-- begin RECORDED INFORMATION --
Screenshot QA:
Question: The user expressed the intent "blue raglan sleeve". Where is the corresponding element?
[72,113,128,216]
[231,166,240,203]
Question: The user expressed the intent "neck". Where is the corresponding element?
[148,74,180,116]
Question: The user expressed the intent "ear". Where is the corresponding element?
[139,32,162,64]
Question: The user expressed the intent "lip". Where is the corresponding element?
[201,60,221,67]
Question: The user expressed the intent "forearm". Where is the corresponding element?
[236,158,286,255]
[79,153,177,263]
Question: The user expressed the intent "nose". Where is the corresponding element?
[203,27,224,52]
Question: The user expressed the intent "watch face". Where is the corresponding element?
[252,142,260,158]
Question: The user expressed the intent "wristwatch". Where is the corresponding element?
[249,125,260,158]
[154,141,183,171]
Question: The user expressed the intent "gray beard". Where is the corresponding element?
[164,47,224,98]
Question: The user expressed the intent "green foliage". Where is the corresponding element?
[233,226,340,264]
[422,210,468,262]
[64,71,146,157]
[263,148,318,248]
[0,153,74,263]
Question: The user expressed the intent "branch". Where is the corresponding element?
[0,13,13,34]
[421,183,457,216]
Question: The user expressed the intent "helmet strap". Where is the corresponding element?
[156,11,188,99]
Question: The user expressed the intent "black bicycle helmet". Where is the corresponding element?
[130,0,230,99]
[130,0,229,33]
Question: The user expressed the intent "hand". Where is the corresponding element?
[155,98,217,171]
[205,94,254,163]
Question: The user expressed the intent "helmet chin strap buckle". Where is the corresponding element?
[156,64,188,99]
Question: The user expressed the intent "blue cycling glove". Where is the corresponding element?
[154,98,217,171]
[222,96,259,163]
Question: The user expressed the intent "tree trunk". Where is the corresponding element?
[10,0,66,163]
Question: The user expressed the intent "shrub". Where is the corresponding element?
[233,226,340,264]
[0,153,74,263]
-- end RECORDED INFORMATION --
** REQUIRED WORK **
Reproduce all of the rows above word for word.

** ANSWER TO THIS TASK **
Screenshot QA:
Question: The user expressed the intent "blue raglan sleeve". Where is the corresponding element?
[72,113,128,216]
[231,166,240,203]
Question: The user expressed the intent "neck". Where is the corresponding element?
[148,74,180,116]
Question: The user expressed the intent "ear". Where is the corresponding element?
[139,32,162,64]
Question: The user expressed the intent "lip". Where is the corresponding element?
[201,60,221,67]
Question: The user expressed the intent "forearm". Where is the corresponding element?
[236,158,286,255]
[79,153,177,263]
Question: The user expressed the intent "nose". Where is the corresponding element?
[203,27,224,52]
Question: The user expressed the intent "watch face". Where is the corresponding element?
[252,142,260,158]
Question: The user expressed the intent "wristwatch". Where is the corresponding element?
[249,125,260,158]
[154,141,183,171]
Question: The user expressed the intent "gray beard". Where is the corresponding element?
[164,47,224,98]
Question: The user expressed the intent "green foliage". Where is the corresponding element?
[233,226,340,264]
[422,210,468,262]
[64,71,146,157]
[263,148,318,248]
[0,153,74,263]
Question: The user expressed the intent "branch". Where is the corresponding element?
[0,13,13,34]
[421,183,457,216]
Question: The user expressed the intent "helmet strap". Where is the corresponding element?
[156,11,188,99]
Question: The user expressed the intent "black bicycle helmet". Where is the corresponding element?
[130,0,230,99]
[130,0,229,33]
Question: The user expressed the intent "hand". Where is the corresponding element?
[155,98,217,171]
[205,94,254,163]
Question: The user expressed the intent "helmet chin strap buckle". Where is the corresponding element?
[156,64,188,99]
Question: The user expressed the intent "blue cycling glove". Where is the corresponding element?
[154,98,217,171]
[222,96,259,163]
Question: The user expressed the intent "tree trunk". Where is the corresponding element?
[10,0,66,163]
Question: The user expressed the intent "shrub". Where is the corresponding element?
[233,226,340,264]
[0,153,74,263]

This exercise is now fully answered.